Exactly reproduce each record listed below.

Spatial annotation records
§

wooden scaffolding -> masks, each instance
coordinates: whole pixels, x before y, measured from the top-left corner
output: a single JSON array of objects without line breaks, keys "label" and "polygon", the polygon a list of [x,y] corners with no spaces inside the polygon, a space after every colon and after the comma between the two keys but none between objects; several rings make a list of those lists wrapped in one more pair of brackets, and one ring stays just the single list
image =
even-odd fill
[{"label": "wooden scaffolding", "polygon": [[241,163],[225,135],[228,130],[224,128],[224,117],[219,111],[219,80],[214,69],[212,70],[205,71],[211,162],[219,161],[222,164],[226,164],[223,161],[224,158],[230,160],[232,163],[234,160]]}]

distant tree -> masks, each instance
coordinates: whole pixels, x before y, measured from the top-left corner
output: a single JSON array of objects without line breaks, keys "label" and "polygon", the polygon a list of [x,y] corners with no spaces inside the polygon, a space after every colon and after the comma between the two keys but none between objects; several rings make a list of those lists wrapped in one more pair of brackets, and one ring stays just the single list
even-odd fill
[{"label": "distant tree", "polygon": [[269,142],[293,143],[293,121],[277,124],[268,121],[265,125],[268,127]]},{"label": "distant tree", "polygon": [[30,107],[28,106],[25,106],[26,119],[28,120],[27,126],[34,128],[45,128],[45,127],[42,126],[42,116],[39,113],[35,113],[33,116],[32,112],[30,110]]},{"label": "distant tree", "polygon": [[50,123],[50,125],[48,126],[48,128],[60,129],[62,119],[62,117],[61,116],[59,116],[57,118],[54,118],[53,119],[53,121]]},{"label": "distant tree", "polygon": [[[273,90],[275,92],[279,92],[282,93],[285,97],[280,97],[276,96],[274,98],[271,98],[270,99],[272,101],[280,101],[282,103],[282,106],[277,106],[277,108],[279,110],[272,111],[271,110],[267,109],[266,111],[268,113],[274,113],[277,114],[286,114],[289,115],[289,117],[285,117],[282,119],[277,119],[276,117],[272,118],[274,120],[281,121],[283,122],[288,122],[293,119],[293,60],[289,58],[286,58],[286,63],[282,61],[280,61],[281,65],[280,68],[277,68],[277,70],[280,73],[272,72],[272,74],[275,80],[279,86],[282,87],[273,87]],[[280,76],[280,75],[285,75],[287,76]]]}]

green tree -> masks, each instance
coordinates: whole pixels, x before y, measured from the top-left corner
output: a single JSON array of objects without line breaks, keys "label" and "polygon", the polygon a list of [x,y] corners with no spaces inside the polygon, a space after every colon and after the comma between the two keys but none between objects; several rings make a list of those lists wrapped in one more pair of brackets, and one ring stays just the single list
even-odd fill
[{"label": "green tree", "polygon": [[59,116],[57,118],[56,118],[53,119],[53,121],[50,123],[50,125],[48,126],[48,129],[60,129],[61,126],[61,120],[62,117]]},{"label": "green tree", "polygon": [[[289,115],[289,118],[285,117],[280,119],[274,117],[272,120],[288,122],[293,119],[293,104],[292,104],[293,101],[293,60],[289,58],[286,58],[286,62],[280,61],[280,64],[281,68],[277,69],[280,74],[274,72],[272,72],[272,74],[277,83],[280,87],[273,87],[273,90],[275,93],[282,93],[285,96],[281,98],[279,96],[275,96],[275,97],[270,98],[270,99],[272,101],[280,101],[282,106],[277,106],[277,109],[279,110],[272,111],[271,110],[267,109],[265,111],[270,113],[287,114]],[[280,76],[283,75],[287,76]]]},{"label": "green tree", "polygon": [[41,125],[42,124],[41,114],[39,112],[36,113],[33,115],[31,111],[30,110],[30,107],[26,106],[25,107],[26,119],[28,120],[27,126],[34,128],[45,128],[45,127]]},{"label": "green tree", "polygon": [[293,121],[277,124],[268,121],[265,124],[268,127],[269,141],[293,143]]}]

§

### SOLUTION TO THIS EXERCISE
wooden scaffolding -> masks, each instance
coordinates: whole pixels, x before y, measured from the top-left corner
output: a single JSON array of objects without line breaks, keys "label" and "polygon", the polygon a list of [x,y] corners with no spaces inside the polygon, a space after every colon and after the comma between the two keys but none between objects; several rings make a list of those lists wrapped in one more pair of brackets, and one ring stays just the single list
image =
even-odd fill
[{"label": "wooden scaffolding", "polygon": [[241,163],[225,135],[228,130],[224,128],[224,117],[219,111],[219,80],[214,69],[212,70],[205,71],[211,162],[219,161],[222,164],[226,164],[223,161],[224,158],[230,160],[232,163],[234,160]]}]

distant tree -> masks, each instance
coordinates: whole pixels, x before y, measured from the top-left corner
output: a single JSON array of objects without line breaks, keys "label" and "polygon", the polygon a list of [x,y] corners with no spaces inside the polygon, a space after every colon and after the comma between the two keys but none between objects; several rings make a list of those lists wrapped in one more pair of brackets, and one ring stays just the single list
even-odd fill
[{"label": "distant tree", "polygon": [[269,142],[293,143],[293,121],[277,124],[268,121],[265,125],[268,127]]},{"label": "distant tree", "polygon": [[30,107],[28,106],[25,106],[26,119],[28,120],[27,126],[34,128],[45,128],[45,127],[42,126],[42,116],[39,113],[35,113],[33,116],[32,112],[30,110]]},{"label": "distant tree", "polygon": [[50,123],[50,125],[48,126],[48,128],[60,129],[62,119],[62,117],[61,116],[59,116],[57,118],[54,118],[53,119],[53,121]]},{"label": "distant tree", "polygon": [[[273,90],[275,92],[279,92],[282,93],[285,97],[280,97],[276,96],[274,98],[271,98],[270,99],[272,101],[280,101],[282,103],[282,106],[277,106],[277,108],[279,110],[272,111],[271,110],[267,109],[266,111],[268,113],[274,113],[277,114],[286,114],[289,115],[289,117],[285,117],[282,119],[277,119],[276,117],[272,118],[274,120],[281,121],[283,122],[288,122],[293,119],[293,60],[289,58],[286,58],[286,63],[282,61],[280,61],[281,65],[280,68],[277,68],[277,70],[280,73],[272,72],[272,74],[275,80],[279,86],[282,87],[273,87]],[[280,76],[280,75],[285,75],[287,76]]]}]

green tree -> masks, each instance
coordinates: whole pixels, x before y, measured from the top-left corner
output: a single JSON array of objects without line breaks, keys "label" and "polygon", the polygon a list of [x,y] corners with no spaces inside the polygon, a space after every colon and after the comma between the two keys but none between objects; several rings make a list of those lists wrapped in one more pair of brackets, and one ring stays just the single list
even-odd fill
[{"label": "green tree", "polygon": [[59,116],[57,118],[56,118],[53,119],[53,121],[50,123],[50,125],[48,126],[48,129],[60,129],[61,126],[61,120],[62,117]]},{"label": "green tree", "polygon": [[[289,115],[289,118],[285,117],[280,119],[274,117],[272,120],[288,122],[293,119],[293,104],[292,104],[293,101],[293,60],[289,58],[286,58],[286,62],[280,61],[280,64],[281,68],[277,69],[280,74],[274,72],[272,72],[272,74],[277,83],[280,87],[273,87],[273,90],[275,93],[282,93],[285,96],[281,98],[279,96],[275,96],[275,97],[270,98],[270,99],[272,101],[280,101],[282,106],[277,106],[277,109],[279,110],[272,111],[271,110],[267,109],[265,111],[270,113],[287,114]],[[280,76],[283,75],[287,76]]]},{"label": "green tree", "polygon": [[41,125],[42,124],[41,114],[39,112],[36,113],[33,115],[31,111],[30,110],[30,107],[26,106],[25,107],[26,119],[28,120],[27,126],[34,128],[45,128],[45,127]]},{"label": "green tree", "polygon": [[293,121],[277,124],[268,121],[265,124],[268,127],[269,141],[293,143]]}]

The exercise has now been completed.